[Provided text start]

# Private folders encrypted and password protected folders



## LiveOrDie (Jun 20, 2010)

Im posting this because i've been looking for a free tool like this sense XP thought people should know about it 

Windows 7 when combined with Pismo get’s an incredible feature of creating password protected folders ( *.pfo ) which they call as Private Folders.  It is just like any other folder to which you can add any folder and do any operation but not password protections just comes out of the box in Windows 7.

Updated :

To create a private folder, you need to make a right click, select new and then private folders






How to create private folder in windows 7





To re-lock right click unmount 

Windows 7
private folders

Here are the features which will interest you :

    * Password protection.
    * Mount visibility to owner or entire users group.
    * In case you make it available to entire user group, you get option to make it available as network drive
    * Type of access  to users , Read or Read and Write

Private folders are just incredible way to share private data with set of people you want. This is what makes private folders rock. Its just not securing your data but also sharing data privately with others. You can download Pismo Private Folder from here


----------



## lyndonguitar (Jun 20, 2010)

WOW thanks gonna use it now.


----------



## twilyth (Jun 20, 2010)

I don't know how secure those folders are or what limitations there might be, but I've been using TrueCrypt.  It's free, gives you single, double or triple encryption (blowfish, aes, two-serpent - IIRC).  You can either create a visible or hidden file that you mount like a drive or you can encrypt an entire drive or partition.

and did I mention it's free?


----------



## LiveOrDie (Jun 20, 2010)

twilyth said:


> I don't know how secure those folders are or what limitations there might be, but I've been using TrueCrypt.  It's free, gives you single, double or triple encryption (blowfish, aes, two-serpent - IIRC).  You can either create a visible or hidden file that you mount like a drive or you can encrypt an entire drive or partition.

[Provided text end]
[Recorded data start]

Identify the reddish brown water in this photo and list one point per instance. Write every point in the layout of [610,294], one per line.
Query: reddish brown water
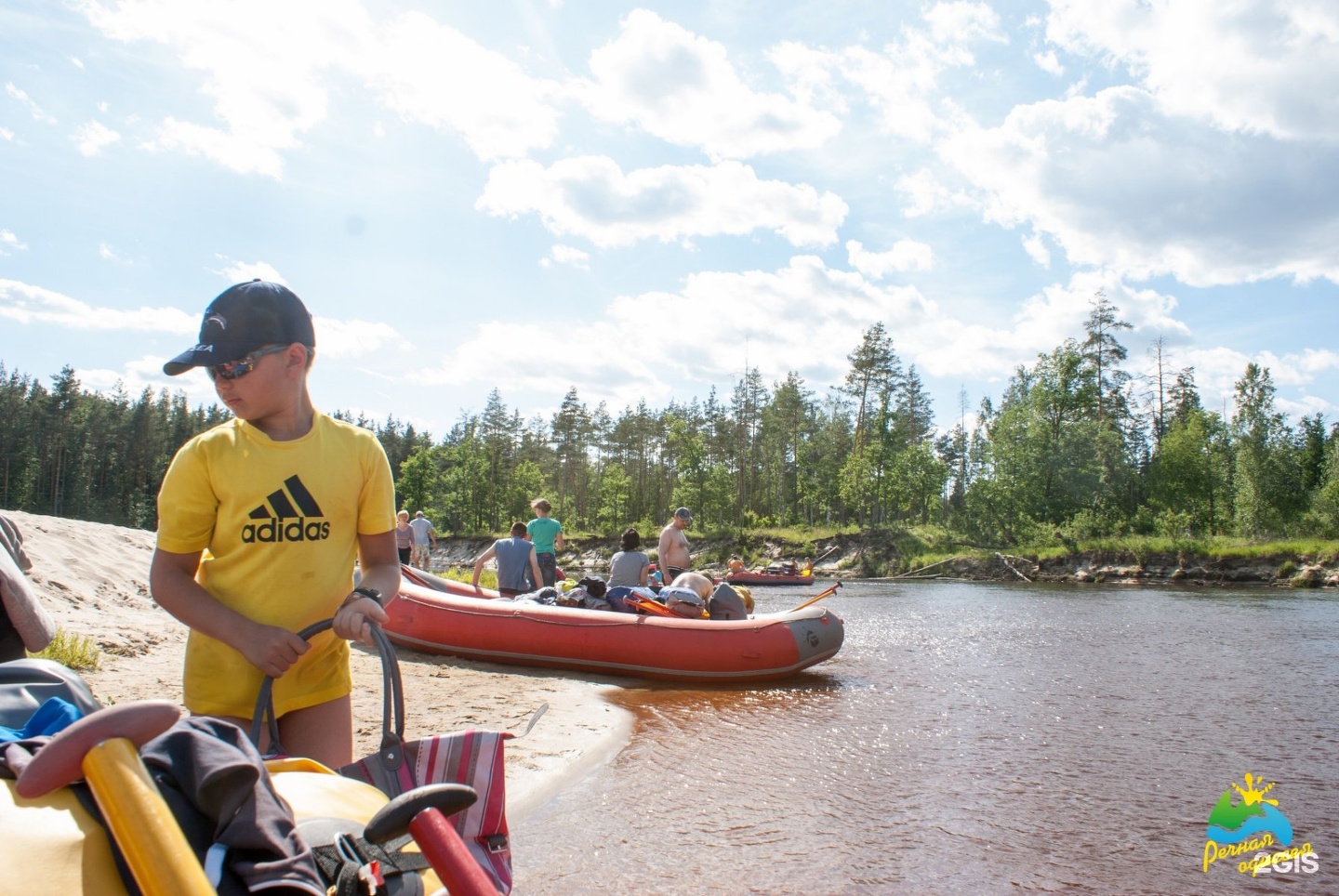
[974,740]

[Recorded data end]

Brief A: In the thread on Windows 7 private folders, print the passage that begins at the words "## lyndonguitar (Jun" and stops after the words "mention it's free?".
Brief B: Write what comes next in the forum thread about Windows 7 private folders, picking up after its last line.

Final answer A:
## lyndonguitar (Jun 20, 2010)

WOW thanks gonna use it now.


----------



## twilyth (Jun 20, 2010)

I don't know how secure those folders are or what limitations there might be, but I've been using TrueCrypt.  It's free, gives you single, double or triple encryption (blowfish, aes, two-serpent - IIRC).  You can either create a visible or hidden file that you mount like a drive or you can encrypt an entire drive or partition.

and did I mention it's free?

Final answer B:
> 
> and did I mention it's free?



 Private folders is free to and easier to use that TrueCrypt and having the option to crate a new folder any were i like.


----------



## twilyth (Jun 20, 2010)

Live OR Die said:


> Private folders is free to and easier to use that TrueCrypt and having the option to crate a new folder any were i like.



How good is the encryption?  

I use the encrypted file approach and mount it to a drive letter.  I like having all those files in the same place and I can copy it to any other computer or backup it up to ftp, server or whatever.  All I need is to have a copy of TC installed at the new location.  I'm guessing the priv folders feature is like NTFS  file security except, would you be able to take ownership on the new machine?

IDK.

If you need solid and/or multi-layer encryption, you have to at least look at TC.


----------



## LiveOrDie (Jun 20, 2010)

twilyth said:


> How good is the encryption?
> 
> I use the encrypted file approach and mount it to a drive letter.  I like having all those files in the same place and I can copy it to any other computer or backup it up to ftp, server or whatever.  All I need is to have a copy of TC installed at the new location.  I'm guessing the priv folders feature is like NTFS  file security except, would you be able to take ownership on the new machine?
> 
> ...



give it ago just install it im only using it to lock down folders and files at the moment, you can move and copy the Private folders to other pc's you will need it installed on the other pc so you can open it, they work in the same way mounting the folders.


----------



## douglatins (Jun 20, 2010)

Well i have 2 drives labeled PORN, not many people use my PC....


----------



## LiveOrDie (Jun 20, 2010)

douglatins said:


> Well i have 2 drives labeled PORN, not many people use my PC....



 i have two folders one with passwords for alot of things and a PORN one


----------



## lemonadesoda (Jun 20, 2010)

Why do you password it? Give it up, share it, make it free and visible to all. Let everyone enjoy it. Dont make it a secret. What are you ashamed of? UNLESS it's the illegal sort of pr0n in which case you're a douchebag.


----------



## twilyth (Jun 20, 2010)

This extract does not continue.